» **ACTIVITY**: Each line of the records containing "target" is to be copied out and returned.

» **SOURCE INFORMATION**:
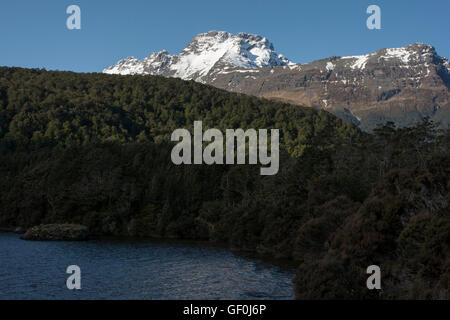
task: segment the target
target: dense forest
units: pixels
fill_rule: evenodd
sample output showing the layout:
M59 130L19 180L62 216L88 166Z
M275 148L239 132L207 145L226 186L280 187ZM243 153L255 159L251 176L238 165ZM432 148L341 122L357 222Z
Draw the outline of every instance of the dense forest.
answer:
M280 129L280 170L176 166L177 128ZM300 299L449 299L450 130L155 76L0 68L0 227L207 240L295 261ZM382 269L382 290L366 268Z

» **OUTPUT**:
task: segment the target
target: dense forest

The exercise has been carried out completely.